The ambiguous critical status of Dancer of the Year is, however, shored up by the performative framing of the whole show anchored in the latter part: Dancer of the Year Shop. An installation-performance in form of a ‘shop’ where Harrell himself takes charge of selling his personal belongings, this second act forces us to evaluate the dance we have earlier seen in the first part of the show in an alarmingly materialistic way. That is, it forces us to look back at the dance and ask from which of these tangible personal objects the previous dance acts has derived. In a space where a fine line between reality and fiction constantly operates, the artist asks each audience-member-now-turned-part-of-the-show which item he or she wishes to see and, provided that the person offers a good price and promises to take good care of the item, buy. It feels fun when my turn arrives to pose an interest in what I want to see and perform as a customer who wants to acquire some of these personal, at times very personal, items. Fueled by sentimentality, I ask to see the artist’s framed love letter; his mother’s wigs and a sepia photograph of his father proudly posing in his best suit together with his two other fellow students at Morehouse College then, in 1955, the place for higher education African Americans in Georgia were allowed to be and pursue their controlled academic ambitions. These personal objects not only charts but quantifies the course of Harrell’s formative years as a dancer who he has become. The unapologetically romantic love letter by Howard, then in 1990, his lover, speaks of the love and support the artist received making his way to become a professional dancer: ‘Take your body with you and give it what it needs, what it wants…. I’ll be there with you and you with me.’ His father’s photograph at Morehouse clearly speaks of the racial segregation in the 1950s of the Southern United States which he says, although things are different now, ‘it is important to account for this history within my own legacy’. This is an area of the show where his claim to critically archive his dance comes through more effectively, especially when the tension between the sentimentality of these objects and their financialization is unmistakable.
═══
> [Set task 1] In the entries, change "dry leaf" to "withered leaf" and give everything from the line containing "Output form: <point>614,293</point>" down to the line containing "<point>512,333</point>" with all else unchanged.
═══
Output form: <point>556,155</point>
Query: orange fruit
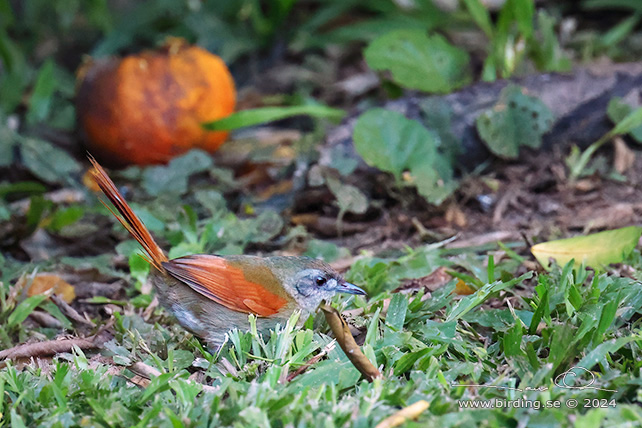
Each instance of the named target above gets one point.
<point>148,108</point>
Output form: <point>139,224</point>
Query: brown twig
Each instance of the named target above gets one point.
<point>150,372</point>
<point>411,412</point>
<point>69,311</point>
<point>342,333</point>
<point>311,361</point>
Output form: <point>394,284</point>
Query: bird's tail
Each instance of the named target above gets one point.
<point>127,217</point>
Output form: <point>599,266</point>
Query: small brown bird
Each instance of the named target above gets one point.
<point>210,295</point>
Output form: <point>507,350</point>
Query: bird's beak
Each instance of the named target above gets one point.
<point>346,287</point>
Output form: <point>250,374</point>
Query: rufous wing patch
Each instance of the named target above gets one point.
<point>215,278</point>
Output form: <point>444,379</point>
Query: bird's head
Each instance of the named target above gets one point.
<point>310,281</point>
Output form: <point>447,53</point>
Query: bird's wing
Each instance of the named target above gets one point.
<point>227,284</point>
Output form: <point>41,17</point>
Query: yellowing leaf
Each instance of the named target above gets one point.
<point>596,250</point>
<point>44,282</point>
<point>463,289</point>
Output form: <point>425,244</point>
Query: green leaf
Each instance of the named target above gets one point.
<point>419,61</point>
<point>65,217</point>
<point>596,250</point>
<point>512,340</point>
<point>599,353</point>
<point>397,311</point>
<point>349,198</point>
<point>269,114</point>
<point>47,162</point>
<point>468,303</point>
<point>22,311</point>
<point>389,141</point>
<point>516,120</point>
<point>618,110</point>
<point>41,97</point>
<point>173,178</point>
<point>480,15</point>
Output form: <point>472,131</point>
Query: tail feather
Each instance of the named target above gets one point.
<point>129,219</point>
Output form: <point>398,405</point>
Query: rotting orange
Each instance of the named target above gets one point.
<point>148,108</point>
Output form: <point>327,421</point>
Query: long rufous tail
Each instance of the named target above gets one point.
<point>129,219</point>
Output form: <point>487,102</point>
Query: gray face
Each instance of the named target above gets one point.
<point>310,286</point>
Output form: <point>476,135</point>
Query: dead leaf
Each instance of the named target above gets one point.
<point>411,412</point>
<point>44,282</point>
<point>624,156</point>
<point>455,216</point>
<point>463,289</point>
<point>344,338</point>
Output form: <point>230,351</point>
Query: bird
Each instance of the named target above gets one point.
<point>209,295</point>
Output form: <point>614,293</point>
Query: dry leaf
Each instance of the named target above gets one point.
<point>44,282</point>
<point>463,289</point>
<point>344,338</point>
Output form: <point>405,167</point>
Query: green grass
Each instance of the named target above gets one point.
<point>512,333</point>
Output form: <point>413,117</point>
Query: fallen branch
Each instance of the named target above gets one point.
<point>70,312</point>
<point>50,347</point>
<point>342,333</point>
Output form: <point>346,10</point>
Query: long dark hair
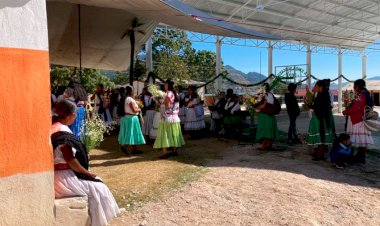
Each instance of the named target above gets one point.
<point>171,88</point>
<point>63,109</point>
<point>322,103</point>
<point>342,137</point>
<point>194,92</point>
<point>128,91</point>
<point>80,93</point>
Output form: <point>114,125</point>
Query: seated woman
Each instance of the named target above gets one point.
<point>71,175</point>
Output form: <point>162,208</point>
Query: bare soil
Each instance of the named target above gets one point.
<point>215,182</point>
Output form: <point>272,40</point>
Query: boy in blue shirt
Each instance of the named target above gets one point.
<point>341,154</point>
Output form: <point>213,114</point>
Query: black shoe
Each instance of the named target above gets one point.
<point>123,150</point>
<point>164,156</point>
<point>173,153</point>
<point>137,152</point>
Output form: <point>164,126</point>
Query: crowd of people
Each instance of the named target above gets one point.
<point>162,121</point>
<point>321,132</point>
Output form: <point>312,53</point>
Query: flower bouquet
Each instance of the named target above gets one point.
<point>157,94</point>
<point>257,101</point>
<point>139,103</point>
<point>348,98</point>
<point>93,132</point>
<point>308,99</point>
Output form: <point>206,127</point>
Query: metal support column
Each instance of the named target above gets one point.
<point>364,66</point>
<point>149,58</point>
<point>308,66</point>
<point>340,81</point>
<point>218,81</point>
<point>270,58</point>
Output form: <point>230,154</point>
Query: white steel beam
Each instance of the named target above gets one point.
<point>364,66</point>
<point>238,9</point>
<point>148,57</point>
<point>308,65</point>
<point>340,81</point>
<point>285,15</point>
<point>218,81</point>
<point>270,59</point>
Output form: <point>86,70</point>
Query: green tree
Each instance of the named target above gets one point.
<point>121,77</point>
<point>202,65</point>
<point>140,70</point>
<point>171,49</point>
<point>62,75</point>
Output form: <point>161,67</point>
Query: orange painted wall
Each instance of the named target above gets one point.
<point>24,112</point>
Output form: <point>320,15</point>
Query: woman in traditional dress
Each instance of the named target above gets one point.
<point>130,131</point>
<point>169,134</point>
<point>194,120</point>
<point>319,132</point>
<point>182,107</point>
<point>360,136</point>
<point>148,111</point>
<point>76,93</point>
<point>71,175</point>
<point>267,131</point>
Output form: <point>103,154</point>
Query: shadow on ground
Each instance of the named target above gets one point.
<point>213,152</point>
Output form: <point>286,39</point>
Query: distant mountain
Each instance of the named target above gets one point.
<point>236,75</point>
<point>254,77</point>
<point>239,76</point>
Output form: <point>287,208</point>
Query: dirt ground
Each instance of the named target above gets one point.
<point>216,182</point>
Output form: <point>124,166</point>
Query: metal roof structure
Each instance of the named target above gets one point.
<point>103,25</point>
<point>351,24</point>
<point>348,24</point>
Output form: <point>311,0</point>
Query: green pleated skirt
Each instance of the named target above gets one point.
<point>332,122</point>
<point>266,127</point>
<point>313,137</point>
<point>169,135</point>
<point>130,131</point>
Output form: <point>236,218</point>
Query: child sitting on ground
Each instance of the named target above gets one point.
<point>341,154</point>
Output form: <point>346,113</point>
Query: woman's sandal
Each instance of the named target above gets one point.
<point>173,153</point>
<point>123,150</point>
<point>164,156</point>
<point>137,152</point>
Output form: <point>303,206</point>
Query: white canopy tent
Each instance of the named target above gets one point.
<point>103,24</point>
<point>340,24</point>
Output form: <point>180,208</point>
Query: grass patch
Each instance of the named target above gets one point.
<point>136,180</point>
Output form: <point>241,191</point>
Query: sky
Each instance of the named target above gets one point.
<point>247,59</point>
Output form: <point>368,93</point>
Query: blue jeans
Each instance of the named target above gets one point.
<point>292,132</point>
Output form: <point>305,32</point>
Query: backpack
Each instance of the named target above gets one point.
<point>368,99</point>
<point>120,106</point>
<point>272,109</point>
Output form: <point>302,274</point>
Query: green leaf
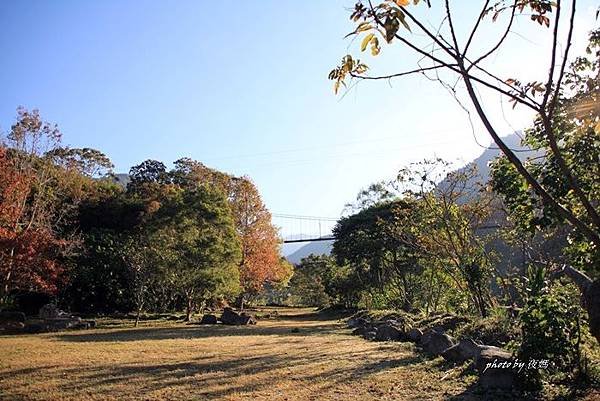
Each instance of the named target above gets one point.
<point>366,41</point>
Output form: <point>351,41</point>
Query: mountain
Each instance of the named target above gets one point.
<point>316,248</point>
<point>122,179</point>
<point>295,252</point>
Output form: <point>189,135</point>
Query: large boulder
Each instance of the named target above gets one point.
<point>11,327</point>
<point>495,368</point>
<point>435,342</point>
<point>245,319</point>
<point>10,316</point>
<point>232,318</point>
<point>229,317</point>
<point>388,332</point>
<point>360,331</point>
<point>414,335</point>
<point>50,311</point>
<point>465,349</point>
<point>356,322</point>
<point>370,334</point>
<point>208,319</point>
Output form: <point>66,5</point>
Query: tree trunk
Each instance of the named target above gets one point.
═══
> [Set task 2] In the text on Dancer of the Year, at which college is Harrell's father shown posing in the sepia photograph?

> [Worked solution 1]
Output form: <point>614,293</point>
Query: withered leaf
Each instance of the named target above gets one point.
<point>44,282</point>
<point>463,289</point>
<point>344,338</point>
Output form: <point>405,167</point>
Query: green grass
Each instance of the named target above gets one point.
<point>512,333</point>

> [Worked solution 2] Morehouse College